such as libraries, existing code(base) and multiple other factors
enables efficient and early production ready deliverable(s)
I try to avoid feelings, politics and opinions and focus on the
Joe Friday (Dragnet) of it all - which is how (and why) I ended up
learning Pascal even though C would have been many times better, for
me, to use at the time :)

> TL;DR: from here on is a long discussion of my experiences with tools
> like these.
> 
the below is cool and detailed, if not somewhat jaded in places :)

> I don't have the habit of using lex.  I write my own lexers in C.  Not
> recommended: C is an unforgiving and unhelpful language.  But I've
> done that for 40+ years.  (And mostly in assembly languages for the
> decade before that.)  I can do it in my sleep.
> 
> I think lexing is pretty easy.  But maybe that's because I've already
> thought about most of the choices that need to be made.  Perhaps lex
> provides a less experienced programmers a framework that guides some
> choices.

Stored data entries:
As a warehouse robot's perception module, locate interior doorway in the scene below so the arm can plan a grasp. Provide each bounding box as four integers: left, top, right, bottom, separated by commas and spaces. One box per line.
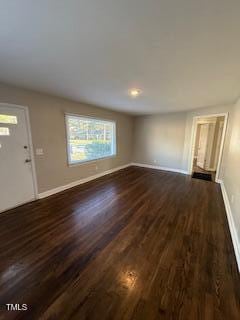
191, 114, 227, 182
0, 103, 37, 212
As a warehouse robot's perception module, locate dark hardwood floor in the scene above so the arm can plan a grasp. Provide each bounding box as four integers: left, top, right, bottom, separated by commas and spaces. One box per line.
0, 167, 240, 320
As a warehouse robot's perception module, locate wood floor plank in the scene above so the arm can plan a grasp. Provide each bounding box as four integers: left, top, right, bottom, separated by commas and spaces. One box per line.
0, 167, 240, 320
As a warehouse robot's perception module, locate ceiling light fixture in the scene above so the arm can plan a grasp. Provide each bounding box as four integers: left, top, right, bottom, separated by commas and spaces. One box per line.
129, 88, 142, 98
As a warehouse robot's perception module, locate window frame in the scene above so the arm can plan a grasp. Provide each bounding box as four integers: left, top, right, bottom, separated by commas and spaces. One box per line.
64, 112, 117, 167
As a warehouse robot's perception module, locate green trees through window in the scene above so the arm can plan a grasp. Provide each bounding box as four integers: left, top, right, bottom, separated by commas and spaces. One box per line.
66, 115, 116, 164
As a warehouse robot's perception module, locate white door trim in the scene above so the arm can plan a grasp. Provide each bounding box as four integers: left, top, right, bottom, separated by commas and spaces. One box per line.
188, 112, 229, 183
0, 102, 38, 204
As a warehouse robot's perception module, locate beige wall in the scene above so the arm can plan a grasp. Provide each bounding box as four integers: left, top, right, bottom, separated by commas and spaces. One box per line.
0, 84, 133, 193
133, 105, 233, 176
222, 100, 240, 248
133, 112, 187, 169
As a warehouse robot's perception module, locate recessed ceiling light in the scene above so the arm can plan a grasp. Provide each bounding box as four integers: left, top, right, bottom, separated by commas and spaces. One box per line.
129, 88, 142, 98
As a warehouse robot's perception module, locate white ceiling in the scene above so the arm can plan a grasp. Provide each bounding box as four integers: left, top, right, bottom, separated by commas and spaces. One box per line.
0, 0, 240, 114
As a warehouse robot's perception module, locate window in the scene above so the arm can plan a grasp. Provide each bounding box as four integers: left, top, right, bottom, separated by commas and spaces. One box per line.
0, 114, 17, 124
0, 127, 10, 136
66, 115, 116, 164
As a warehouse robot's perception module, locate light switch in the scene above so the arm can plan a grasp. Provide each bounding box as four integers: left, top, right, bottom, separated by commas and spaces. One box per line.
36, 148, 43, 156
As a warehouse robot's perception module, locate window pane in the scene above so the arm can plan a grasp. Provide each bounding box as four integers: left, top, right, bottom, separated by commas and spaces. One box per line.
0, 114, 17, 124
0, 127, 10, 136
67, 115, 116, 163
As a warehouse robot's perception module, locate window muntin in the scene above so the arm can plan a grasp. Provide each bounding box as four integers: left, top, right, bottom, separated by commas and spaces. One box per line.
66, 115, 116, 164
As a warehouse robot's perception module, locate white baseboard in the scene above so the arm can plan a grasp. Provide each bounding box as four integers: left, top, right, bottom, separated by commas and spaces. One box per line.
38, 163, 131, 199
219, 180, 240, 272
132, 162, 188, 174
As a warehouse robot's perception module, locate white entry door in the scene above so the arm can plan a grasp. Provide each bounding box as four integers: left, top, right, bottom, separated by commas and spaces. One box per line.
197, 124, 209, 169
0, 104, 35, 212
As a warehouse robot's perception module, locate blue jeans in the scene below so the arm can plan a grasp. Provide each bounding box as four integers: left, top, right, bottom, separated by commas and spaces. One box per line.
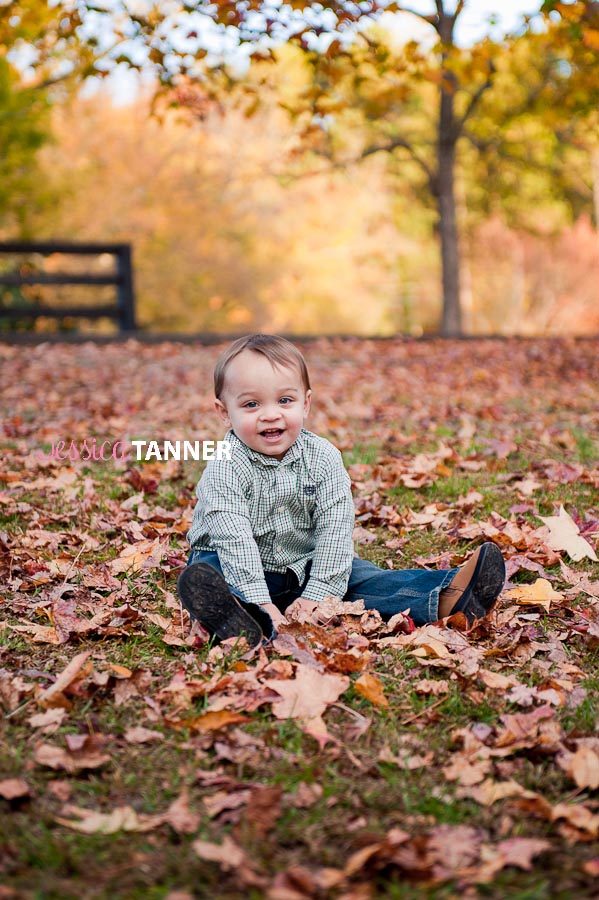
187, 550, 457, 636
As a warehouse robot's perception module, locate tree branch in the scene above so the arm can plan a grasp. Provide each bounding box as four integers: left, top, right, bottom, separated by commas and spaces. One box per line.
360, 138, 436, 190
453, 0, 466, 25
398, 6, 437, 29
454, 60, 497, 140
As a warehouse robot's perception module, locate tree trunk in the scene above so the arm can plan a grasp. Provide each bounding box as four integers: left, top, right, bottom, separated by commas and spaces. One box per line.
437, 77, 462, 337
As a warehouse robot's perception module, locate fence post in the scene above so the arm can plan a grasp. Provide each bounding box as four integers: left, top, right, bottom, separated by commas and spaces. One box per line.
117, 244, 135, 331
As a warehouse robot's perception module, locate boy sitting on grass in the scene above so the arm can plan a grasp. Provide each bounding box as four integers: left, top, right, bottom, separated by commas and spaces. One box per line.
178, 334, 505, 646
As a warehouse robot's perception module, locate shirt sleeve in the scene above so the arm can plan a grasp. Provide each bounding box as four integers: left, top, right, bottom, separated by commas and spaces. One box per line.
197, 460, 271, 606
302, 445, 355, 601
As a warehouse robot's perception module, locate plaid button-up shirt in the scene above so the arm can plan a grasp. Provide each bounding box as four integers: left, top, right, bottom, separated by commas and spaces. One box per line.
187, 429, 354, 604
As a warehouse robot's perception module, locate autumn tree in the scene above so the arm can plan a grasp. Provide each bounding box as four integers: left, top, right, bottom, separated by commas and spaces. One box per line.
0, 0, 95, 234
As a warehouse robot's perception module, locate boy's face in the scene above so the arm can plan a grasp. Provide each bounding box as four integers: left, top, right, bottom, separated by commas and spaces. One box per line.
214, 350, 312, 459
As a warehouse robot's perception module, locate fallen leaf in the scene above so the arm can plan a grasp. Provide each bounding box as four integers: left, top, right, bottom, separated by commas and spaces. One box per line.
354, 672, 389, 709
38, 650, 92, 706
504, 578, 564, 610
33, 742, 111, 775
264, 664, 350, 719
566, 746, 599, 790
54, 806, 163, 834
191, 835, 249, 871
0, 778, 31, 800
125, 725, 164, 744
539, 506, 599, 562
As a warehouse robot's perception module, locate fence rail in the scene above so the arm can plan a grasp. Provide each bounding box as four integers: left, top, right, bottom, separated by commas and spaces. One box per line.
0, 241, 135, 332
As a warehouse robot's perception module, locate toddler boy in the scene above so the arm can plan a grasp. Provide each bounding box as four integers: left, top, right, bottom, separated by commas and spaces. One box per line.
178, 334, 505, 646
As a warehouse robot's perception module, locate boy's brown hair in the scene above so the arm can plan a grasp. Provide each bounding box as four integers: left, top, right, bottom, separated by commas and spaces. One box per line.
214, 334, 310, 400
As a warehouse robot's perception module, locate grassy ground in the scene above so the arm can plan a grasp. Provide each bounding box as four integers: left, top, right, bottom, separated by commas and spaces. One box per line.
0, 341, 599, 900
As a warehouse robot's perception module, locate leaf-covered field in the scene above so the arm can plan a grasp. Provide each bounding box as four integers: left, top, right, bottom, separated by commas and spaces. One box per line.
0, 340, 599, 900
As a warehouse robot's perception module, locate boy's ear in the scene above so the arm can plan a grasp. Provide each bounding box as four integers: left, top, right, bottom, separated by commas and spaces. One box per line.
304, 391, 312, 416
214, 400, 231, 425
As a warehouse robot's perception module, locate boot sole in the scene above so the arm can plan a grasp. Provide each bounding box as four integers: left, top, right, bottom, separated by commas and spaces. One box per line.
177, 563, 263, 647
452, 542, 505, 625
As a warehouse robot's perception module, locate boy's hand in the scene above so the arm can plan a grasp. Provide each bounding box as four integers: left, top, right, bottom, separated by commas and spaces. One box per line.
260, 603, 287, 628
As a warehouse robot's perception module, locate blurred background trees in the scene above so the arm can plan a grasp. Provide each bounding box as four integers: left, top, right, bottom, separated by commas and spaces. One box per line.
0, 0, 599, 334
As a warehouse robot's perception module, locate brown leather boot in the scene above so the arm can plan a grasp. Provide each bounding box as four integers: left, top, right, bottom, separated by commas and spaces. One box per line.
439, 541, 505, 625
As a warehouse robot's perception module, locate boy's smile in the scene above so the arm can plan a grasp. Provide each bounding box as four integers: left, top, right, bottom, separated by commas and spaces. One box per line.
215, 350, 311, 459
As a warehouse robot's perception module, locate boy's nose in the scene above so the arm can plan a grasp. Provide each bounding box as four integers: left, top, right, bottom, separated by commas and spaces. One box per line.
260, 406, 281, 422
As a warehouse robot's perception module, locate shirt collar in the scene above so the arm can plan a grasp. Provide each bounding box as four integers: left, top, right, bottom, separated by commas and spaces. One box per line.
225, 428, 305, 467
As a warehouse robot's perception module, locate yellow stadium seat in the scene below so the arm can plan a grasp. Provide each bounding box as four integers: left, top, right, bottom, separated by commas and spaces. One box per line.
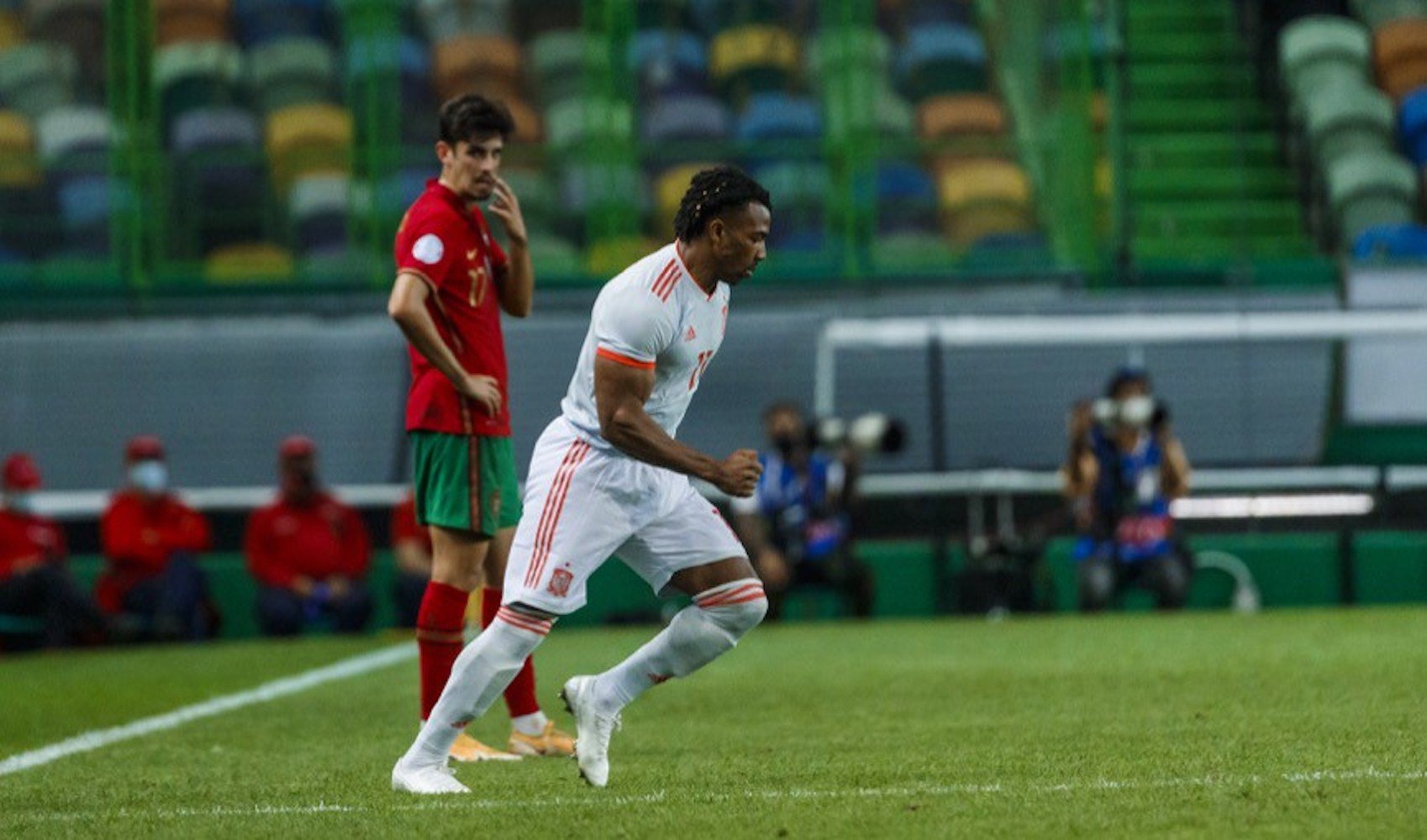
0, 111, 41, 186
654, 164, 714, 219
153, 0, 229, 47
916, 92, 1006, 137
267, 104, 352, 196
203, 243, 294, 286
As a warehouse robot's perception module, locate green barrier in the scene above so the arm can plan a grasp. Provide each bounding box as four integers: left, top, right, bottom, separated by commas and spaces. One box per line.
1353, 531, 1427, 603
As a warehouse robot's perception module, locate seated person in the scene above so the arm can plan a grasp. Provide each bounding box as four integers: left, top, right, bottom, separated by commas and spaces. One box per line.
1061, 368, 1193, 612
732, 402, 873, 619
391, 492, 431, 627
0, 454, 108, 648
96, 435, 217, 640
243, 435, 371, 636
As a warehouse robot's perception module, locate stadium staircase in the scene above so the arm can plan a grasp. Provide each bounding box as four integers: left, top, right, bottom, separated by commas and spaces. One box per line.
1123, 0, 1335, 286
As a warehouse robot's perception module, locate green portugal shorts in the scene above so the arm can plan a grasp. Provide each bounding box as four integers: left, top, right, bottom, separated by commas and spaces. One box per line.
411, 431, 521, 536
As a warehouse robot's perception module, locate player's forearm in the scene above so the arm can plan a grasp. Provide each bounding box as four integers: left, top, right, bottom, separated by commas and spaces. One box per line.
599, 407, 719, 482
499, 241, 535, 318
391, 305, 466, 382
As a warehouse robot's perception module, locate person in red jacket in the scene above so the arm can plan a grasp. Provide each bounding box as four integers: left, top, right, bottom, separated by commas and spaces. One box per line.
0, 452, 108, 648
243, 435, 371, 636
391, 491, 431, 627
96, 435, 217, 640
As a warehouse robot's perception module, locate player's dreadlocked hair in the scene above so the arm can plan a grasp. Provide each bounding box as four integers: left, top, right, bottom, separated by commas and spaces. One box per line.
673, 167, 773, 243
438, 92, 515, 145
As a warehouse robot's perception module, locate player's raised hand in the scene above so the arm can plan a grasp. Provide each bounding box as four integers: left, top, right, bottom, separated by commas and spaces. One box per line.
489, 176, 527, 243
714, 449, 763, 496
455, 374, 501, 417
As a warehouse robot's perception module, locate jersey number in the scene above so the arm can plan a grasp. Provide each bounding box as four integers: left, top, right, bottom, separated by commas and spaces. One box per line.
689, 349, 714, 391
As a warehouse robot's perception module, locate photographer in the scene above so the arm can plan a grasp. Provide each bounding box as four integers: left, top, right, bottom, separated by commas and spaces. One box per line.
1061, 368, 1193, 612
732, 402, 873, 619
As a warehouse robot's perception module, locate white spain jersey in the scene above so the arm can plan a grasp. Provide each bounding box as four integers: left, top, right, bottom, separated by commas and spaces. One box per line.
561, 243, 729, 448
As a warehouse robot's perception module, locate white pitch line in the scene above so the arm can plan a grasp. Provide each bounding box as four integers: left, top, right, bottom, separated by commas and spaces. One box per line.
17, 767, 1427, 823
0, 643, 417, 776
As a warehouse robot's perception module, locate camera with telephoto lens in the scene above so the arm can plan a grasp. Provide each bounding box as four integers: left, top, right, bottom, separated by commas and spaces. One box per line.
808, 412, 906, 455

Required action 1: Which programming languages does the passage about lexers mention?
Required action 2: Print the stretch of the passage about lexers from "I try to avoid" through "the time :)".
You won't need the records for any of this.

Solution 1: Pascal, C, assembly languages

Solution 2:
I try to avoid feelings, politics and opinions and focus on the
Joe Friday (Dragnet) of it all - which is how (and why) I ended up
learning Pascal even though C would have been many times better, for
me, to use at the time :)